Repeat the material exactly, leaving nothing out.

Data rows

☆ ☆ ☆ ☆ ☆

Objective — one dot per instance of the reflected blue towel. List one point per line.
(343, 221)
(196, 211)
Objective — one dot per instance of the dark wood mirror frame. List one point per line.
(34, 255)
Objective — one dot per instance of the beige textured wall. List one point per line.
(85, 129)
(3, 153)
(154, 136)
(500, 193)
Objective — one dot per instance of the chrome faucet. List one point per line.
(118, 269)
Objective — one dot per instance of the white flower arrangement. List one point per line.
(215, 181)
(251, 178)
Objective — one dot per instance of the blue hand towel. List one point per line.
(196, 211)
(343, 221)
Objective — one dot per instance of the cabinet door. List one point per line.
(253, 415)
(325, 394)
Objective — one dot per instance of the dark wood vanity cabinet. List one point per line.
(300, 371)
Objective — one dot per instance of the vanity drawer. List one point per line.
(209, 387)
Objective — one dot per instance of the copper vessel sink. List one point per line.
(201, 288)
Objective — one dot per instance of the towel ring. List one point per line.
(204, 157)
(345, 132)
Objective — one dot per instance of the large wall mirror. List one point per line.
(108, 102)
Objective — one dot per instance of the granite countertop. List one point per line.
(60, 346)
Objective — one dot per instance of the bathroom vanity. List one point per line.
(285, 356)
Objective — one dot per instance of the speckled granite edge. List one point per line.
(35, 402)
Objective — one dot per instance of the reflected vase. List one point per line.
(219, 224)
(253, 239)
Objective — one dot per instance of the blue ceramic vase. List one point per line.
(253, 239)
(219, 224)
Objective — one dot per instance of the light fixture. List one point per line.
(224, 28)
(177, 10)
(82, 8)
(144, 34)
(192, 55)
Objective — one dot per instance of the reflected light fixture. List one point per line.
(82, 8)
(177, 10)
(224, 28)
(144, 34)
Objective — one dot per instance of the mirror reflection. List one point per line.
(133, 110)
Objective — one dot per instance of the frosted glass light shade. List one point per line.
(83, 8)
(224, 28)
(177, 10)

☆ ☆ ☆ ☆ ☆

Full solution
Objective — one dot per instance of the reflected blue towel. List one point per line.
(343, 221)
(196, 211)
Objective — one dot per instance of the dark wood mirror frame. List one point per line.
(34, 255)
Objective — one dot per instance of the beige textured wall. List one point per line.
(85, 129)
(3, 153)
(154, 136)
(500, 193)
Objective — one dot per instance of the chrome faucet. List one point per line.
(118, 269)
Objective — one dot per instance of the white flower arrangement. List one point per line.
(215, 181)
(251, 178)
Objective — one dot per instance of the blue hand towel. List one point per line.
(196, 211)
(343, 221)
Objective — one dot per instance of the cabinet door. List one point per line.
(253, 415)
(325, 394)
Objective — one dot per instance of the dark wood vanity cabinet. List one point per line.
(300, 371)
Objective — one dot per instance of the vanity drawer. List one point per line.
(209, 387)
Objective — one dot per instance of the copper vessel sink. List one point per line.
(201, 288)
Objective — one dot per instance of the towel ring. List one point per line.
(204, 157)
(345, 132)
Objective — one dot per instance of the large wall mirror. List one point per line.
(108, 102)
Objective — one dot per instance of the granite countertop. List one point per line.
(60, 346)
Objective — one dot per instance of the bathroom vanity. List one point per line.
(285, 356)
Objective — one dot per instance of the speckled granite edge. List one point per line.
(35, 402)
Objective — one dot per instance of the reflected vase. List one point per line.
(219, 224)
(253, 239)
Objective — one dot per instance of the blue ceramic vase. List one point per line.
(253, 239)
(219, 224)
Objective — one dot per instance of the light fixture. List one point per line.
(224, 28)
(177, 10)
(82, 8)
(144, 34)
(192, 55)
Objective — one dot per instance of the reflected light fixture. List one point per line.
(82, 8)
(177, 10)
(224, 28)
(144, 34)
Objective — one dot per instance of the mirror reflection. List one point per line.
(133, 110)
Objective — one dot per instance of the frosted glass light shade. List one point per line.
(83, 8)
(224, 28)
(177, 10)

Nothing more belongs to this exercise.